▶ _Document excerpt_:
|---|

13. On the question of damages for not sending the pump and hose to Varangaum the Advocate General suggests that we may assume that the cotton would have been damaged by tire for which the defendants are not responsible to the same extent as the bales which were rescued and that all the rest of the plaintiffs' bales would, but for the defendants' negligence, have been saved with a selling value of Rs. 87 per bale. They have 'already received the proceeds of 37 bales on this basis. They are thereupon entitled to the value of 53 more bales at Rs. 87 per bale with interest at 9 per cent, from the 17th of April 1909 on the amount already received till payment and on the damages now decreed till judgment. Plaintiffs to have three-fourth of their costs throughout. Interest on judgment at 6 per cent.

Batchelor, J.

14. I entirely agree, but should like to explain shortly, in my own words, why I am unable to accede to one of the main arguments addressed to us on behalf of the appellants.

15. The facts have been narrated by the Chief Justice, and it is unnecessary to recapitulate them. It is enough to say that the appellants' goods were destroyed by fire while they were in the exclusive possession and control of the way company, and that the company have been unable to show from what cause the fire originated. Admittedly the company have given all the evidence which it lay within their power to give on the point, and that evidence is both voluminous and elaborate; but the result is that the actual cause of the fire remains unascertained, and we are left to choose between various-competing theories of greater or less probability. Different minds would prefer different theories. For my own part I am inclined to regard as the likeliest theory that which ascribes the fire to the introduction of a spark from the engine into the narrow ventilating crevice left below the projecting roof of the waggon. But any such selection appears to me to be no more than conjecture more or less plausible, and as a matter of evidence 1 think we are bound to hold that the cause of the fire is unascertained.

|---|

▶ _Data excerpts_:
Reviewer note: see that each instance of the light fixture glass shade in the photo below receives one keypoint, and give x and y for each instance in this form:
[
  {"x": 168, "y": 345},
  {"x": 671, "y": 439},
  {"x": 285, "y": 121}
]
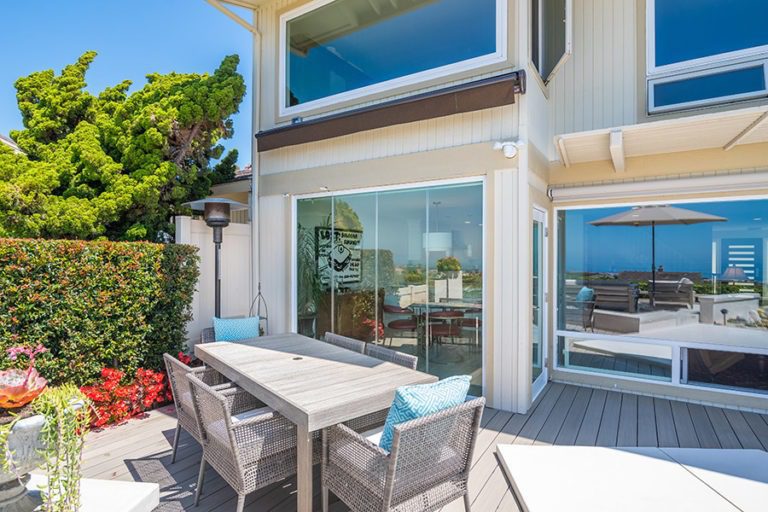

|---|

▶ _Exercise requirements_:
A - In the court judgment excerpt, at what price per bale are the plaintiffs entitled to the value of 53 more bales?
B - Reproduce the court judgment excerpt from "13. On the question" up to and including "6 per cent.", substituting "pipe" for "hose".

▶ _Responses to the exercise_:
A - Rs. 87 per bale.

B -
13. On the question of damages for not sending the pump and pipe to Varangaum the Advocate General suggests that we may assume that the cotton would have been damaged by tire for which the defendants are not responsible to the same extent as the bales which were rescued and that all the rest of the plaintiffs' bales would, but for the defendants' negligence, have been saved with a selling value of Rs. 87 per bale. They have 'already received the proceeds of 37 bales on this basis. They are thereupon entitled to the value of 53 more bales at Rs. 87 per bale with interest at 9 per cent, from the 17th of April 1909 on the amount already received till payment and on the damages now decreed till judgment. Plaintiffs to have three-fourth of their costs throughout. Interest on judgment at 6 per cent.